──────── SOURCE EXTRACT
The best tool I’ve used to learn how to pray is the Bible, especially the Psalms and the many prayers scattered through the New Testament letters. They give me the words I need and confidence that I am praying according to God’s will.
New believers also struggle to pray, even in their own language. Former Muslims accustomed to ritual prayers stammer through their prayers, aware of their new relationship with a heavenly Father but hesitant in his presence. In discipleship of these new believers, the words of Scripture are my inspired workbook.
Whether you are a seasoned pastor or a baby Christian, you never outgrow prayer. It takes humility to pray, which means a prayerless life is a prideful life. Proverbs says that a prideful life is one that’s on the road to destruction. (Prov. 16:18). A faithful life, however, will move further up and further into nearness and dependence on God.
Prayer Is a Window into Our Relationship with God
In the Muslim culture of my city, prayer is not an anomaly. The mosques call people to pray five times a day. Men and women talk about prayer and perform prayer.
But the relationship I have with God through Jesus Christ opens the door to a kind of prayer that blows them away. I talk to God like I know him intimately. I call him my Father. I bring the little details of my day before him. I trust his love and wait for him to act in my life. And I can bring him into any conversation—anytime, anywhere.
────────────────
──────── DATA PROVIDED
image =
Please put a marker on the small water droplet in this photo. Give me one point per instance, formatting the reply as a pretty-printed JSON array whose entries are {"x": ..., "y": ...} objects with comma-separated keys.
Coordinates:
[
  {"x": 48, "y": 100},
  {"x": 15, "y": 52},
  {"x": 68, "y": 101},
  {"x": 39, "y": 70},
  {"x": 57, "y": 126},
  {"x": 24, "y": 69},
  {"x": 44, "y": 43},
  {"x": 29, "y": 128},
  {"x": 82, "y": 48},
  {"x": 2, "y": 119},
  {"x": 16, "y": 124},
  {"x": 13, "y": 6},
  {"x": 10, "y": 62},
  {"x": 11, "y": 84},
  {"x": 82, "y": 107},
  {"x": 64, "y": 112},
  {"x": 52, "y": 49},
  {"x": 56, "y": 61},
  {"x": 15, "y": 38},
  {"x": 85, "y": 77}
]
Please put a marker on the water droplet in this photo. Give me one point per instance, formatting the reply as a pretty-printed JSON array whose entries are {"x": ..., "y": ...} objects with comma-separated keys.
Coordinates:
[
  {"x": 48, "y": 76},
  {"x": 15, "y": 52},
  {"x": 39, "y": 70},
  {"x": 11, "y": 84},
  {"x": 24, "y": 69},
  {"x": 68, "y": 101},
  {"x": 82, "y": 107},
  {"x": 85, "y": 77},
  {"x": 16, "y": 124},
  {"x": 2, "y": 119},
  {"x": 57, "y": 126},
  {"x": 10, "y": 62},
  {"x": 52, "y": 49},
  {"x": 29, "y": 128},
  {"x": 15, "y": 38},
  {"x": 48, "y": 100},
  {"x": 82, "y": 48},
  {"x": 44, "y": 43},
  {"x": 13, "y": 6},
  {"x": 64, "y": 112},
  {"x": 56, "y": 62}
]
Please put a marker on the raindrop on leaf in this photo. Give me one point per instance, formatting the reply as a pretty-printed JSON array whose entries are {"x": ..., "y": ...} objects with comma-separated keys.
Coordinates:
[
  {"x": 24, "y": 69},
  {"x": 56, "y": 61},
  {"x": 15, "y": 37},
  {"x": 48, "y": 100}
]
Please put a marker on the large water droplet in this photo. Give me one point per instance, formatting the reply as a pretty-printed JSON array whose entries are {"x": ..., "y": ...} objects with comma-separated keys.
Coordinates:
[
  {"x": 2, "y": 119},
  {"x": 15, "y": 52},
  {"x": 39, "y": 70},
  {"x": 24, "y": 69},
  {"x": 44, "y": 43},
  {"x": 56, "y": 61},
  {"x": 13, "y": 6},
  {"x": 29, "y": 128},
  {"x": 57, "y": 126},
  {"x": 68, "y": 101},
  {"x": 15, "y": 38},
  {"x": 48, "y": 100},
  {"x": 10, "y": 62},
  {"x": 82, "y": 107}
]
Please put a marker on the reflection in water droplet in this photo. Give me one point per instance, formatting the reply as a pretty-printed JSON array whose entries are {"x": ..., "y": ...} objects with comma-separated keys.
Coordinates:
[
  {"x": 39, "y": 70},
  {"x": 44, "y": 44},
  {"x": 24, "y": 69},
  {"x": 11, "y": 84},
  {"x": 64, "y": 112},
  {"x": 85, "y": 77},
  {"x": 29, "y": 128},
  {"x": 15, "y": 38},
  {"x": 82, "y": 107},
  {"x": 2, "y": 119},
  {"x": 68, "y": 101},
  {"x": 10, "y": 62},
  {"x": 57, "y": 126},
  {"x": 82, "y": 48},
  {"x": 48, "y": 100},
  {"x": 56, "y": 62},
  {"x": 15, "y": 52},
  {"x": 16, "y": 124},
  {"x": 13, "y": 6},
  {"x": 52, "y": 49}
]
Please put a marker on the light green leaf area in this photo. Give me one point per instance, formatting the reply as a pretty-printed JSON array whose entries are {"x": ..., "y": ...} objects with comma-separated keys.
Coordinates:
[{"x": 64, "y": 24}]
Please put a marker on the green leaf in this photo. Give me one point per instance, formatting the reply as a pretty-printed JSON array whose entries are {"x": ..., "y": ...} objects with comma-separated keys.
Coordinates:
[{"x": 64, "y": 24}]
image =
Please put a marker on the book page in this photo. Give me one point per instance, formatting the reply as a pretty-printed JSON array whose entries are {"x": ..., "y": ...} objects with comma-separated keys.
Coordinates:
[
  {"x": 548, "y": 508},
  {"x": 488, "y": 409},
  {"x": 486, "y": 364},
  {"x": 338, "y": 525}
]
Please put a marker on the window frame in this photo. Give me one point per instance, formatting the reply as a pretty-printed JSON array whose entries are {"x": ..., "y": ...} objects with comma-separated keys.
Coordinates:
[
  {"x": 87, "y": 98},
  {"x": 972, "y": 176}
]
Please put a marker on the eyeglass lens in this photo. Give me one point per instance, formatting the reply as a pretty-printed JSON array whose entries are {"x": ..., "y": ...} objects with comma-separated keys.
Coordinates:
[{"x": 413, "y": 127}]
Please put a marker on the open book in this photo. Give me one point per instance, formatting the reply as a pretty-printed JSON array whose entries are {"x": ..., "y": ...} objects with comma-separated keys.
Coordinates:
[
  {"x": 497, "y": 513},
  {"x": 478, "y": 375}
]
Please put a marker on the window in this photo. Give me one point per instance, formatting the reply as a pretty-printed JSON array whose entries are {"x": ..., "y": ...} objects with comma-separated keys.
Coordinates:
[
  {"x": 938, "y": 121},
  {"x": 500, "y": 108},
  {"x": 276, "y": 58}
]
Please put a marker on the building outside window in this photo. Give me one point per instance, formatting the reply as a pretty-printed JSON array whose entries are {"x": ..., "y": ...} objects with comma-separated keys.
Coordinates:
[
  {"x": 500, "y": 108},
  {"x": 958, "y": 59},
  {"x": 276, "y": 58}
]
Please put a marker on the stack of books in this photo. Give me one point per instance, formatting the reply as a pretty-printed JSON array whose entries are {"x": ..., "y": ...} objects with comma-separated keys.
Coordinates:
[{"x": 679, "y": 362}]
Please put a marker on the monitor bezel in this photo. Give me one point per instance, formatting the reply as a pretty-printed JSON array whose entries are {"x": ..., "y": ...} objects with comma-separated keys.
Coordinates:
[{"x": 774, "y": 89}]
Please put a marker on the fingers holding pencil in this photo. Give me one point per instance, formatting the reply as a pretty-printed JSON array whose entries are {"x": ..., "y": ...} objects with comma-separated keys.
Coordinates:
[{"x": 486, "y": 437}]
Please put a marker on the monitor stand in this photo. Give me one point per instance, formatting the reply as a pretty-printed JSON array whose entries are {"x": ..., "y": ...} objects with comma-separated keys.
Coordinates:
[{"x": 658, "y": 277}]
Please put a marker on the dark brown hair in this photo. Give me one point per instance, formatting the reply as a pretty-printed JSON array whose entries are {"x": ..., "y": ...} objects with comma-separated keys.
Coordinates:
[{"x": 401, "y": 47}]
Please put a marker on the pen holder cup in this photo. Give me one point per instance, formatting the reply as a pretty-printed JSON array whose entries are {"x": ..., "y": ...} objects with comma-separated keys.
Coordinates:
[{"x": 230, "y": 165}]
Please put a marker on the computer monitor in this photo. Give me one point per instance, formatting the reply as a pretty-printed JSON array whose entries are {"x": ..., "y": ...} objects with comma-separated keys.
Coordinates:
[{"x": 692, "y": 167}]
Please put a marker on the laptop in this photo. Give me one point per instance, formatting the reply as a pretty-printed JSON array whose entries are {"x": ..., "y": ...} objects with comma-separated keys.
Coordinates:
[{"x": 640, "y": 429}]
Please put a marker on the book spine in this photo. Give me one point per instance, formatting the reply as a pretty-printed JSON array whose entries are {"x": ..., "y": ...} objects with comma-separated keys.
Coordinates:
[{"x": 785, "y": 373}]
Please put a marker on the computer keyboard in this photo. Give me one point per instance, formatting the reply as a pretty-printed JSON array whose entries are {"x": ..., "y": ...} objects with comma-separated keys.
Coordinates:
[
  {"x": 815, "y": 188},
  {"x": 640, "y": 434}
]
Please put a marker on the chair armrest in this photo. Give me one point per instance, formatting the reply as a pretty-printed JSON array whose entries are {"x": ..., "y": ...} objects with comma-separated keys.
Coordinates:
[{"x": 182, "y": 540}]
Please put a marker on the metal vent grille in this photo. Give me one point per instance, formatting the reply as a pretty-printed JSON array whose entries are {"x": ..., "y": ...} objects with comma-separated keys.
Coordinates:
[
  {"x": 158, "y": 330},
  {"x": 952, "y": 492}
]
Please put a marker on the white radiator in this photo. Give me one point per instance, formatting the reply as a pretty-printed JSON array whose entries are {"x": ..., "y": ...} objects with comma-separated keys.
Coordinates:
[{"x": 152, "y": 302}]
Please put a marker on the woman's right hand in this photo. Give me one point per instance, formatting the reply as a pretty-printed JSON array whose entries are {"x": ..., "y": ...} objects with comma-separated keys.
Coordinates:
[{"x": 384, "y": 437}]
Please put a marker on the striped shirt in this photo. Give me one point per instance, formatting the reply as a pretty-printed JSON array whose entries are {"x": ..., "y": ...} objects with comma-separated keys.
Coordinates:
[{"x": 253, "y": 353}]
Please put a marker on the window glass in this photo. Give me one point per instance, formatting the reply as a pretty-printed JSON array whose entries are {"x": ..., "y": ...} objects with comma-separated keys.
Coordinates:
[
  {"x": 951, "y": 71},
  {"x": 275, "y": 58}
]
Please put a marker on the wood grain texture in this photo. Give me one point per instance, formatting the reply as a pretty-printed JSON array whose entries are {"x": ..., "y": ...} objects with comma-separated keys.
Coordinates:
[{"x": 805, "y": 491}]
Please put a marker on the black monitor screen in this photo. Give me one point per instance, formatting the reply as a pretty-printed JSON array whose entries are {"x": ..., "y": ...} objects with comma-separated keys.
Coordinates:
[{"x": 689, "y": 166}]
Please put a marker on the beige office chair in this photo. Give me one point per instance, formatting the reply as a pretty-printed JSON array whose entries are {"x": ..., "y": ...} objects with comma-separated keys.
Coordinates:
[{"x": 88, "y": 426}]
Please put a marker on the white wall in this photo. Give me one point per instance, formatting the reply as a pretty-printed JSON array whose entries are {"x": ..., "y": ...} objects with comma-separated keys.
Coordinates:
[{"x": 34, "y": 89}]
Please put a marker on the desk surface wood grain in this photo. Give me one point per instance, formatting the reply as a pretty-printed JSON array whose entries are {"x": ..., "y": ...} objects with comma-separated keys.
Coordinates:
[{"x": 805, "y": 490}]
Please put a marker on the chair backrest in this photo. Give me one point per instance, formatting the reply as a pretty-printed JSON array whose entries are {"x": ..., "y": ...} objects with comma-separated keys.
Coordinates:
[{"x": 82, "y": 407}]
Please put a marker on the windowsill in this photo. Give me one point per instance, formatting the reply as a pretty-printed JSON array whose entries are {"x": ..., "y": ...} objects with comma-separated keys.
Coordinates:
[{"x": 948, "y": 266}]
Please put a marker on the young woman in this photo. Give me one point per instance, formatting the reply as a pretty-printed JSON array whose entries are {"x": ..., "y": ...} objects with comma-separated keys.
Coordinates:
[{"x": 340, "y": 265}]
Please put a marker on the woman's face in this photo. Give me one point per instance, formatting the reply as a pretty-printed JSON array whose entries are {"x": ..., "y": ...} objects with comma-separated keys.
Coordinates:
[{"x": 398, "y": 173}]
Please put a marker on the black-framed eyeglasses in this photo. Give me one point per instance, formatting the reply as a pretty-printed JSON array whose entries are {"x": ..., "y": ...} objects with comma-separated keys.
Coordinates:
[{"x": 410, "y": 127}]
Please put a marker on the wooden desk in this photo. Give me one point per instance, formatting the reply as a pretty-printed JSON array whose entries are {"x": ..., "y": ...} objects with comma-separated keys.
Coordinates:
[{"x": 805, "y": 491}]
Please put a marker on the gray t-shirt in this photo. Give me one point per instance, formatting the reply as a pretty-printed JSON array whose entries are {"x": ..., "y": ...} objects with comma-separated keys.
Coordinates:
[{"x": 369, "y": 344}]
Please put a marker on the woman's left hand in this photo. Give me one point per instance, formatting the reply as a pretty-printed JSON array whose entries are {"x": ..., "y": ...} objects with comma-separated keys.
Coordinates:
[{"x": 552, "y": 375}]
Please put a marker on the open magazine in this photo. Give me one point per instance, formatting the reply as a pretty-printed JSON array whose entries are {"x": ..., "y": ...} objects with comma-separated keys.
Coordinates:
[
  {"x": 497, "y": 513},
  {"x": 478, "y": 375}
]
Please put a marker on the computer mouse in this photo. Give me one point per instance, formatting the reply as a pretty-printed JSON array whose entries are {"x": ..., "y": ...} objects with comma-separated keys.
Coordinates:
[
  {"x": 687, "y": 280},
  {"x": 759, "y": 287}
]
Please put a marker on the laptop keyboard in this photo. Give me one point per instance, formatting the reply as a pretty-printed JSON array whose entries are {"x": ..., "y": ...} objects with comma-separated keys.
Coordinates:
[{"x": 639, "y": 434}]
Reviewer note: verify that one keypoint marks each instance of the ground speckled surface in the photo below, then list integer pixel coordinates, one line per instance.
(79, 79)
────────────────
QUESTIONS |
A) In the passage on prayer, how often do the mosques in the writer's city call people to pray?
B) Write the next part of the passage on prayer, picking up after its final sentence.

YOUR WRITTEN ANSWERS |
A) Five times a day.

B)
In Central Asia, we pray the moment we see a need instead of telling someone we will pray for them later. Mindfulness of this practice opens many doors to pray with my Central Asian friends. I still fight that roller-coaster pit in my stomach—and sometimes I choose to back down—but when I trust God and walk in obedience, my friends notice.
Once, while praying, I was struggling with the grammar of my new language. The woman I was praying for kept finishing my sentences for me. I prayed for the burden on her heart. I also prayed she would know God and his love. I prayed she would understand Jesus is the way, the truth, and the life (John 14:16). When I looked up, she was visibly moved, despite having finished half my sentences for me.
As we turn to our heavenly Father in trust and dependence, people notice. And for those in whom the Spirit of God is working, it is the aroma of life (2 Cor. 2:15).
Biblical Prayer Makes an Eternal Impact
God promised in Genesis 3 that someone would come to crush Satan. Only a couple of generations later, people figured out the fulfillment of this promise might take a while, and they began to call on the name of the Lord (Gen. 4:26). From those earliest days of humanity, God’s people have been asking him to fulfill his covenant promises.
“From those earliest days of humanity, God’s people have been asking him to fulfill his covenant promises.”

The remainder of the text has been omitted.